* Challenge 1:
In the ladder rack thread that follows, rewrite the paragraph beginning "I had the same problem but with a 3/4 ton van" more briefly while keeping its main facts.

* Excerpt to read:
# Ladder Rack?



## Cole82

So I got a ladder rack installed today on the old ford. It's got a seriouse humm to it. Sounds like it is just the very front bar over the cab. Do all of them do this? Allso I know they put airfoil shap wings on bike racks for cars. Think that would help?

It's damn loud at 70mph.:sad:

Cole


----------



## SLSTech

No not all of them do it - it is cause by the air disturbance being just right

Changing the shape may work or adding a bug deflector might do the trick


----------



## seeyou

Has it got any open tube facing front. I had one that I had to plug the openings on the front to stop the noise.


----------



## Cole82

No there are no open tubes anywhere.
Here is a pic if it helps get an idea of how to fix it.


----------



## Five Star

Keep it under 70mph:thumbsup: problem solved:laughing:


----------



## We Fix Houses

I had the same problem but with a 3/4 ton van with the ones that attach to the gutter. Horrendous noise on the front one at hwy speed. Moved it back about 8" and most of it went away.

Its from the air coming from the w/s that the front of your rack is directly catching. Need to somehow shorten the front bar or add a deflector. 

I'd call the mfg for suggestions. I found info by Googling ladder rack noise - vehicle ladder rack noise ?

Seems like yours is not too adjustable ?

Addl - Here's one from Google pg 4 or 5 as said before http://www.kargomaster.com/item.asp?id=83

http://www.pickupspecialties.com/Ladder_racks/Kargo_master/kargo_master_ladder_rack_accessories.htm

I was thinking along these lines - hose clamps and a shield ?


----------



## Cole82

Yeah have been doing a google blitz and looks like the front bar isn't supose to be round. Needs a wedge shape.

Yeah We Fix Houses that is what I found too. It looks like the more expensive racks have that piece allready welded on.


----------



## RadRemod

Cole
Thats the rack I got a few years ago on my 2002 ext cab chevy. Mine also is noisey at 60+ MPH and I believe i lost 1 mpg after installation too. However, I have learned to live with it as it makes hauling 20ft long trim much easier!


----------



## Cole82

HaHa so today I zip tied a piece of rectangle plastic on the front bar. Wouldn't you know it, it fixed it. Now it is barely noticable at 70mph. I'll have to do a more permanent solution but it worked.

Cole


----------



## Renegade 1 LI

Try tacking on a piece of angle iron. If it works you could make it look good.


----------



## Cole82

I adjusted my plastic piece and haveing it flat on the bottum side makes it dead silent. Not a peep out of that rack.

* Records shown:
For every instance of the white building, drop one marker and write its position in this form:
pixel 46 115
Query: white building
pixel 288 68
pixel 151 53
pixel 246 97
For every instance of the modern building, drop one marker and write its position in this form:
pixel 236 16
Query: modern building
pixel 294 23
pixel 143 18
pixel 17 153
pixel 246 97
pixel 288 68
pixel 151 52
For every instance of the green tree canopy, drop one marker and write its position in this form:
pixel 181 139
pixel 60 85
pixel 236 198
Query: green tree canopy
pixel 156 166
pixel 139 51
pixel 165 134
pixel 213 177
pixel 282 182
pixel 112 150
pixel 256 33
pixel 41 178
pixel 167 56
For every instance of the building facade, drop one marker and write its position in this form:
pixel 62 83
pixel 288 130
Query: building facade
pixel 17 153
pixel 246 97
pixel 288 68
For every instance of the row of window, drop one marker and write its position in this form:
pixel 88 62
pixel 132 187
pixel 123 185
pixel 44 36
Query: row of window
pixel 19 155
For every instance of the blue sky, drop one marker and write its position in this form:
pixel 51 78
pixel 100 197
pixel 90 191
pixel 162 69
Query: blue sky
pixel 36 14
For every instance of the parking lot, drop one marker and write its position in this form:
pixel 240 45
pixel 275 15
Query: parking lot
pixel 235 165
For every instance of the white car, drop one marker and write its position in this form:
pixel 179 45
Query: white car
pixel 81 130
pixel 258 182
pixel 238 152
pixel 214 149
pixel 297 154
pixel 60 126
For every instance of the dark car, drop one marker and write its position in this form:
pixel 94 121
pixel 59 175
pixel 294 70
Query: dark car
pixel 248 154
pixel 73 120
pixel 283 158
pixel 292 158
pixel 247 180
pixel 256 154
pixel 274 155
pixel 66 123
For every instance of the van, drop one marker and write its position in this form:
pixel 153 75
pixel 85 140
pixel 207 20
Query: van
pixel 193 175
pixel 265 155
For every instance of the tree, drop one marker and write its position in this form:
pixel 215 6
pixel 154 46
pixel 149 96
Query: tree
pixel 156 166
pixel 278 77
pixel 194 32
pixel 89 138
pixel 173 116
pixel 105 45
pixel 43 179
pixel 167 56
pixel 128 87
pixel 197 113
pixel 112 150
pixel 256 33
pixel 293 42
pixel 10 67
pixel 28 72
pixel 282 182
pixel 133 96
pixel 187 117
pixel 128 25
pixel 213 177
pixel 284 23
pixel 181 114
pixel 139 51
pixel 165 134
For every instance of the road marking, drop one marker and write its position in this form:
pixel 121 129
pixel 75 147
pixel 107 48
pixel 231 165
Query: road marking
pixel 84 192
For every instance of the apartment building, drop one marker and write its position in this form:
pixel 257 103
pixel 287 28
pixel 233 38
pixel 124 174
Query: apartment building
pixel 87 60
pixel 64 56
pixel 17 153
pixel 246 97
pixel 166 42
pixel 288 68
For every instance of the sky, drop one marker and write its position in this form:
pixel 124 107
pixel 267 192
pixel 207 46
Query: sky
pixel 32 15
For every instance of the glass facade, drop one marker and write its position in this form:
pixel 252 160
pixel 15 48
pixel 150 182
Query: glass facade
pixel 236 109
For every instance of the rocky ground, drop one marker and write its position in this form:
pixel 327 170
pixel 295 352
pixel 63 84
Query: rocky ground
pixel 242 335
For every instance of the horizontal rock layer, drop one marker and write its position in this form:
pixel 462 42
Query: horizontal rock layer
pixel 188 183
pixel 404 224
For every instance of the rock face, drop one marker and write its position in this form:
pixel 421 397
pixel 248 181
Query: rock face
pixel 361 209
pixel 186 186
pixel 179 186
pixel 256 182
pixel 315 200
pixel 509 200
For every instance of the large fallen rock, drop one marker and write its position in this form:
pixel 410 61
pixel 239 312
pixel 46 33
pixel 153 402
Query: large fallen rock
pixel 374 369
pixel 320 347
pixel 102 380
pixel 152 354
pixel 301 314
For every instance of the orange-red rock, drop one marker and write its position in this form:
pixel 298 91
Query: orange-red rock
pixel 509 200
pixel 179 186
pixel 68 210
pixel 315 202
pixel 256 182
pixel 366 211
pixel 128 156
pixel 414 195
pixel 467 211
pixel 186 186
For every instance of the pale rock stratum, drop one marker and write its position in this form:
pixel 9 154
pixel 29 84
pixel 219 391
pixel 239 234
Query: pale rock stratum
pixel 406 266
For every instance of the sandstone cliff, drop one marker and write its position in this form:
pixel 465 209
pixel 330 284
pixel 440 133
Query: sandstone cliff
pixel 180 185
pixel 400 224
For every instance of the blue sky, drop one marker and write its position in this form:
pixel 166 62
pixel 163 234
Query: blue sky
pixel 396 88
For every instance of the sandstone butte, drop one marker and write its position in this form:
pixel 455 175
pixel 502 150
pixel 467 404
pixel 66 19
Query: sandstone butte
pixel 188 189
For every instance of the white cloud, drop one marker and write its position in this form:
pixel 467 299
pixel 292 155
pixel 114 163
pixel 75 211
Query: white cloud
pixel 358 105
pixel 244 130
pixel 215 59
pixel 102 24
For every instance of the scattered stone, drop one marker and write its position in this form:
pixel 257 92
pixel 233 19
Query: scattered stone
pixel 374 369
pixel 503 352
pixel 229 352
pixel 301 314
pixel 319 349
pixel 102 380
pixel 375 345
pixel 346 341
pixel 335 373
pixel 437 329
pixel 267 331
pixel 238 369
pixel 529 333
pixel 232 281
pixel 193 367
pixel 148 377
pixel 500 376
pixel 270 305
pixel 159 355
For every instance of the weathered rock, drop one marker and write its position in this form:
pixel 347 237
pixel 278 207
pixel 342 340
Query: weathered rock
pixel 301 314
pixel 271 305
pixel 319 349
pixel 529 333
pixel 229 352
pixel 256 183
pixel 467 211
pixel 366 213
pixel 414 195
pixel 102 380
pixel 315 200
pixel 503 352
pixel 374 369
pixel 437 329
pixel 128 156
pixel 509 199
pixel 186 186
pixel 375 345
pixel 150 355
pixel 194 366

==

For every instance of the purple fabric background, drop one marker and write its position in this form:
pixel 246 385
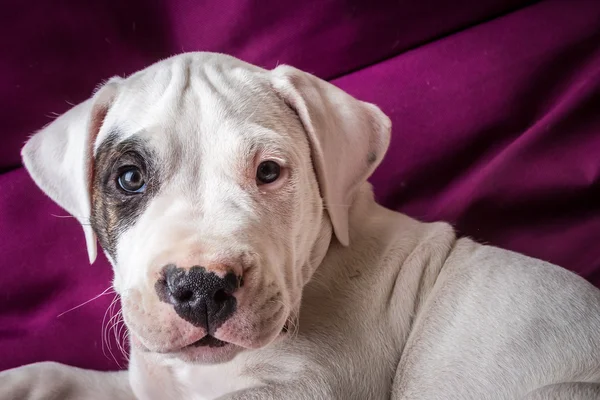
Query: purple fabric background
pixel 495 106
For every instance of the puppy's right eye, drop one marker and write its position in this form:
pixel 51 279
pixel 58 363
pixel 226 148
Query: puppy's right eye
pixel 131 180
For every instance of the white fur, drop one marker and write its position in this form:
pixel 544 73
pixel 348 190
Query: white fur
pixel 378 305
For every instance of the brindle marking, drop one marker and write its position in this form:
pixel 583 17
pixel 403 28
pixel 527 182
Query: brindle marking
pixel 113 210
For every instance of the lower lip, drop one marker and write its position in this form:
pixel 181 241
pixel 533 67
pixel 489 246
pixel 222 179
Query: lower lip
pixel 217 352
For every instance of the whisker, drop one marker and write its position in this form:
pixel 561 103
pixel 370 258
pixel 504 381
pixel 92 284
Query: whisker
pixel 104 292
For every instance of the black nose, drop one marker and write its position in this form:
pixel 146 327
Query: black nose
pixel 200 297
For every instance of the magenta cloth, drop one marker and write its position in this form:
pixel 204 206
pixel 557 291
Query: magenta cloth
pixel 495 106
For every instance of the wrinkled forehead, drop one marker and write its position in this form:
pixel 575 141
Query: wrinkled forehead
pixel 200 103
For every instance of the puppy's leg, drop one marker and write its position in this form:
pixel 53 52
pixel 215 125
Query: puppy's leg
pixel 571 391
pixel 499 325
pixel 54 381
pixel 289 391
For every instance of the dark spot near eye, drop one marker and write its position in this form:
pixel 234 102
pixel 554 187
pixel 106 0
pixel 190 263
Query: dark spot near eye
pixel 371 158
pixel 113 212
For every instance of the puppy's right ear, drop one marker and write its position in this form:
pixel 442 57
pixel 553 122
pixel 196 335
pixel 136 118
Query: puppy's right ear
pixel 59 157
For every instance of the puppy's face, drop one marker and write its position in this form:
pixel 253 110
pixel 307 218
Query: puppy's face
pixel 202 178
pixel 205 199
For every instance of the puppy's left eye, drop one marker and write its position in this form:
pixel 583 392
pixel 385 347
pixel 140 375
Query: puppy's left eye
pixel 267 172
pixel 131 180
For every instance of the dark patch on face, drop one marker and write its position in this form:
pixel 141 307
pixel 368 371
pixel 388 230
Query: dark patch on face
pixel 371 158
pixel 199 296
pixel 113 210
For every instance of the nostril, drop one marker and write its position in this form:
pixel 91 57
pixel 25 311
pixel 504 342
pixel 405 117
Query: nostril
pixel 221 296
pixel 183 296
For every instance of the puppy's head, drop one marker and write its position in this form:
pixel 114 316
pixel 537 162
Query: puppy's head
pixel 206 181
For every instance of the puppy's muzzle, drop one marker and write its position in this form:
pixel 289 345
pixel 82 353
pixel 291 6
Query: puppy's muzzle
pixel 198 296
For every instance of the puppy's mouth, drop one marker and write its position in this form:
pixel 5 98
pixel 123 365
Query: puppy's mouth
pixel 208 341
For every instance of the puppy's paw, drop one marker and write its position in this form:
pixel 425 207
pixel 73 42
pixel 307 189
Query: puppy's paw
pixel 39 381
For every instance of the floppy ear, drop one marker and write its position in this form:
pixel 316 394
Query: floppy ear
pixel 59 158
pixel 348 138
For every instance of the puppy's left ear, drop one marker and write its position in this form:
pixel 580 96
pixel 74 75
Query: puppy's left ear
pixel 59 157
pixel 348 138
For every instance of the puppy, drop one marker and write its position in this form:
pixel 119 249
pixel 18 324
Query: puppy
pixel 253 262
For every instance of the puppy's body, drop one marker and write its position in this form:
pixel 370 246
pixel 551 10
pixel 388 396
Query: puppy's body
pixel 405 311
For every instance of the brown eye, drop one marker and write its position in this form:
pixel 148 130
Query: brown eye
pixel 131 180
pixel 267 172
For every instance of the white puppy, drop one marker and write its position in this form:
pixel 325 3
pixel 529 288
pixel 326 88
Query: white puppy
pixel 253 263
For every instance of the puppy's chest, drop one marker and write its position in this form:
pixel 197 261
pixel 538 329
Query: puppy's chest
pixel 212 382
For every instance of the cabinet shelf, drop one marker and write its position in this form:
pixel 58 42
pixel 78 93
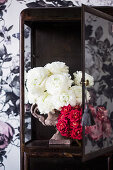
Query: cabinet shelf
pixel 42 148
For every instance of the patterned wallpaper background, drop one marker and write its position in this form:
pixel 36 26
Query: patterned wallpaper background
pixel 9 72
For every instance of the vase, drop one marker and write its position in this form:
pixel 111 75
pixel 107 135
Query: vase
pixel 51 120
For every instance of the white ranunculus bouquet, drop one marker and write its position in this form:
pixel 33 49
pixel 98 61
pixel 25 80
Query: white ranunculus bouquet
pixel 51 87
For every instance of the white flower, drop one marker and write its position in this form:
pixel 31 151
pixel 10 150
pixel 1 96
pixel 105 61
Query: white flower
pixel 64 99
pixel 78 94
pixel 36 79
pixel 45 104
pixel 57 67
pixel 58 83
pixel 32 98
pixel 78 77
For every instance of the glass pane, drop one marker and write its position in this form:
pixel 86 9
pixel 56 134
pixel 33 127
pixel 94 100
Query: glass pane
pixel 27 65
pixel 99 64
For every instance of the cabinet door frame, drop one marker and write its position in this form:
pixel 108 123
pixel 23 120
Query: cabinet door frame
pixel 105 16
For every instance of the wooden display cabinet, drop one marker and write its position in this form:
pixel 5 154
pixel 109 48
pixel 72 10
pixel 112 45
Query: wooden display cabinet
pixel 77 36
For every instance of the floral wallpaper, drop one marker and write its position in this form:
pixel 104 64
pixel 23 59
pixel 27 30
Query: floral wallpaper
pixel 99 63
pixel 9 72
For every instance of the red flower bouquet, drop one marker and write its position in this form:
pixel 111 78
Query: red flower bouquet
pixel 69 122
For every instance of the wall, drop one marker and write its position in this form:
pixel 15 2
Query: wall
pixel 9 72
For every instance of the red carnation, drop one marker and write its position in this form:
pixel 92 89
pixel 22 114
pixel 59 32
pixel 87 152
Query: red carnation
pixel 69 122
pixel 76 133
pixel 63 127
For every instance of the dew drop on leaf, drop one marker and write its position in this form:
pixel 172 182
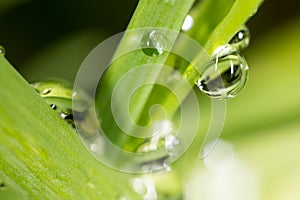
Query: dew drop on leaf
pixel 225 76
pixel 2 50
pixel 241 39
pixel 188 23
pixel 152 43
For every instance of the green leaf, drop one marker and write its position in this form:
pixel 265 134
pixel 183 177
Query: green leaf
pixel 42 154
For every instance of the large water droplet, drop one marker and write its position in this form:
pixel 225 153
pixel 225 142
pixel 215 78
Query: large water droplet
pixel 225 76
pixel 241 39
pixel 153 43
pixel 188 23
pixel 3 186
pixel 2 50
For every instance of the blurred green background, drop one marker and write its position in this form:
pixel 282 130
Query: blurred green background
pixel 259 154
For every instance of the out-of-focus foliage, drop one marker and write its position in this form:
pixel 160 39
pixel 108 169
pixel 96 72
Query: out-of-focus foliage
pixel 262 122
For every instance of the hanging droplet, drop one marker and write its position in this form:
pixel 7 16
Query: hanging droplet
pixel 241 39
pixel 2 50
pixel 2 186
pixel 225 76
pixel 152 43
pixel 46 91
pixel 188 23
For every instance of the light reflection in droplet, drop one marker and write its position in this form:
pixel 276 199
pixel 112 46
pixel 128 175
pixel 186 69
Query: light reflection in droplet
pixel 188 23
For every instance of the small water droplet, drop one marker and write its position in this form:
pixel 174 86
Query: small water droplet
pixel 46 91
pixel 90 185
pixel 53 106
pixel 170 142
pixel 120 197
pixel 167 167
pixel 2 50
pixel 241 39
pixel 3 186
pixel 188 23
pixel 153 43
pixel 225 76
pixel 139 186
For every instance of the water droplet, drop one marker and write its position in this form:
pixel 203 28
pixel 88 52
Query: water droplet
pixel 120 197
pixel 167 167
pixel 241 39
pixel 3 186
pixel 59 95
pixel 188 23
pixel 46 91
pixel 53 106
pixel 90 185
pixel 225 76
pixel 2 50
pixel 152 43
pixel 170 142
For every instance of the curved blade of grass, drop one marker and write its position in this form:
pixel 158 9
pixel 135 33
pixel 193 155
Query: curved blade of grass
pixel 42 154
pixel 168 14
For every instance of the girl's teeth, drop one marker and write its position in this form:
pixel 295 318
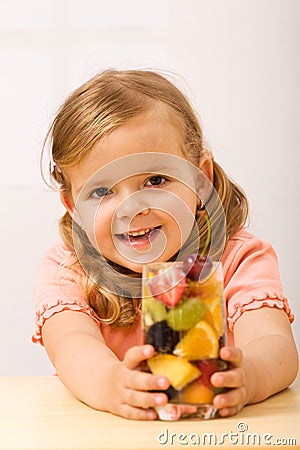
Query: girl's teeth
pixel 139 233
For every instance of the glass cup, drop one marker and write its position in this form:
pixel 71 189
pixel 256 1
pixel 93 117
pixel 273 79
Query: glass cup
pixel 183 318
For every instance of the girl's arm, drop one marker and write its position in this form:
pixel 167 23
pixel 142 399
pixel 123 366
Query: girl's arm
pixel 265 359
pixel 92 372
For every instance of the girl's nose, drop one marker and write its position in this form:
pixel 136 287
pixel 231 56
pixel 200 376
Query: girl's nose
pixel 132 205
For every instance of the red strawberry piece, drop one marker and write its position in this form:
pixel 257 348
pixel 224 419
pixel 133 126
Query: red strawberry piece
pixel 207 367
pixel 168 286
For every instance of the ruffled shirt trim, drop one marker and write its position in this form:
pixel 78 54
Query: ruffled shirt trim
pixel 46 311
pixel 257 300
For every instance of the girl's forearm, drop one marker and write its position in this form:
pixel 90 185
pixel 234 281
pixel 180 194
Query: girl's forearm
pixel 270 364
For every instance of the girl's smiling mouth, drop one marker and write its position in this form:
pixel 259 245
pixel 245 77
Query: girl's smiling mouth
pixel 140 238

* Challenge 2:
Copy the records, starting with the line that contains "For every instance of the puppy's muzzle, drop" and going on through the line that contains "pixel 51 120", including both of those lines. Omit the pictures from your copy.

* Expected answer 1:
The same problem happened on a 3/4-ton van with gutter-mounted racks. The front rack made a terrible noise at highway speed, and moving it back about 8 inches got rid of most of it.

* Expected answer 2:
For every instance of the puppy's muzzle, drop one marker and write its position in this form:
pixel 289 345
pixel 82 353
pixel 291 6
Query: puppy's muzzle
pixel 198 296
For every instance of the puppy's mouth, drop one marker and write its position in this form:
pixel 5 98
pixel 123 365
Query: puppy's mouth
pixel 208 341
For every instance of the puppy's paw, drop one marker and write its position in this form:
pixel 425 207
pixel 73 42
pixel 307 189
Query: puppy's paw
pixel 39 381
For every instance of the floppy ear, drop one marker and write its position in this form:
pixel 316 394
Query: floppy ear
pixel 59 158
pixel 348 138
For every instance of the puppy's left ear, drop one marker and write its position in this form:
pixel 580 96
pixel 74 75
Query: puppy's left ear
pixel 59 157
pixel 348 138
For every instance of the puppy, drop one marker and write its position in this form:
pixel 119 249
pixel 18 324
Query: puppy
pixel 253 262
For every instance of the puppy's body, drop one marker and write its position in this form:
pixel 370 246
pixel 551 10
pixel 388 396
Query: puppy's body
pixel 405 311
For every instance of the brown eye, drop one marker and write its position in this form:
pixel 148 130
Query: brown eye
pixel 131 180
pixel 267 172
For every instance of the white puppy, drop one marker and write its position in this form:
pixel 325 3
pixel 529 288
pixel 326 88
Query: white puppy
pixel 253 263
For every instance of the puppy's chest, drop one marker and write its position in this form:
pixel 197 261
pixel 538 329
Query: puppy's chest
pixel 212 382
For every instance of the cabinet shelf, drop one marker and write its position in this form:
pixel 58 42
pixel 78 93
Query: cabinet shelf
pixel 42 148
For every instance of the patterned wallpaper background, drop one marker and write its position in this form:
pixel 36 26
Query: patterned wallpaper background
pixel 9 72
For every instance of the vase, drop one marker and write its position in this form:
pixel 111 75
pixel 107 135
Query: vase
pixel 51 120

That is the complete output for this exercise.